* ASSIGNMENT: All records below are to be set down precisely as written, excluding pictures.

Stored data entries
'''
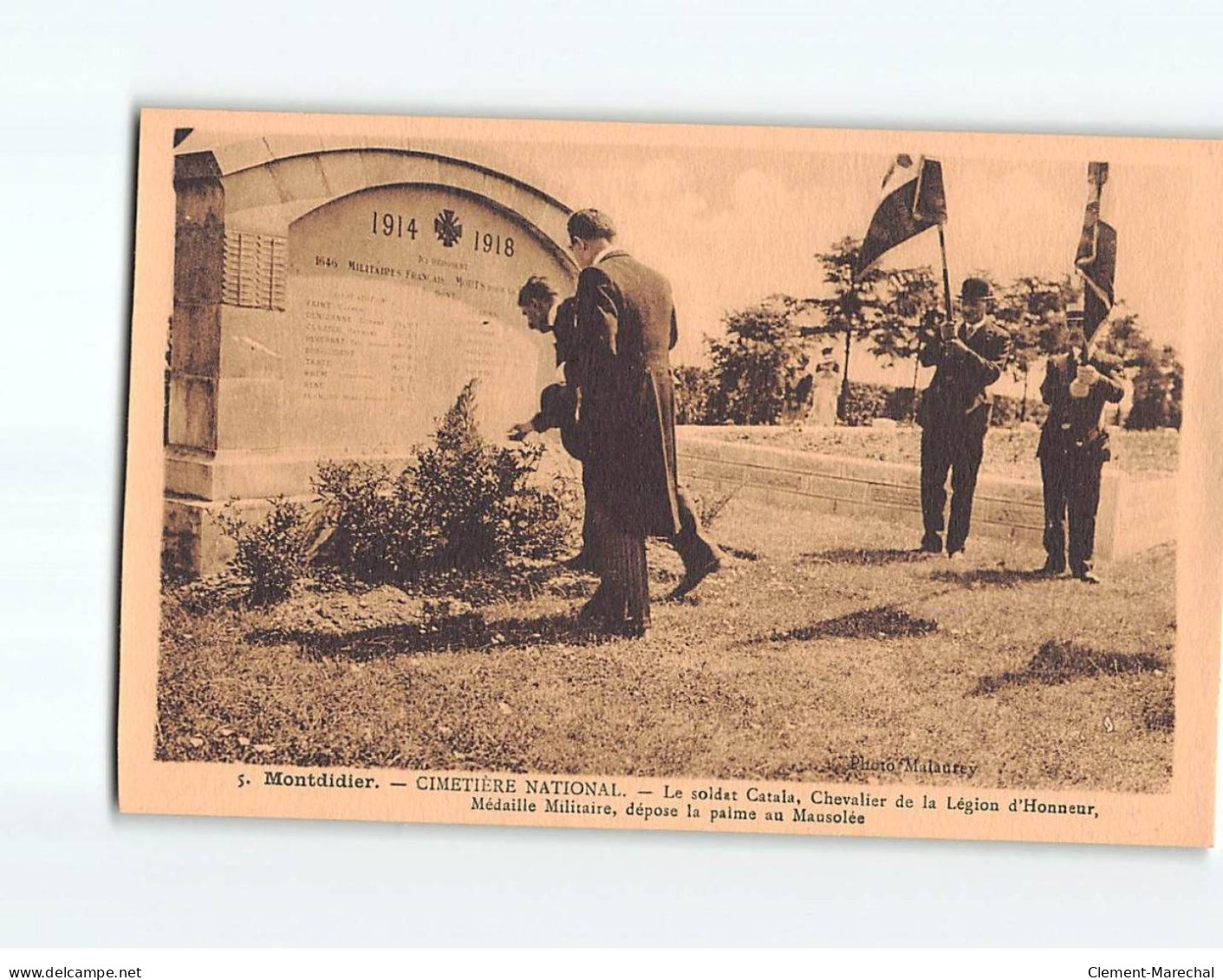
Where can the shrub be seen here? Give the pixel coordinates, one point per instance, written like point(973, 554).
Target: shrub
point(270, 555)
point(460, 503)
point(758, 363)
'''
* SOLUTION TO THE EXERCISE:
Where can the shrub be seen here? Give the pixel coordinates, one point per instance, written like point(973, 554).
Target: shrub
point(270, 555)
point(460, 503)
point(758, 363)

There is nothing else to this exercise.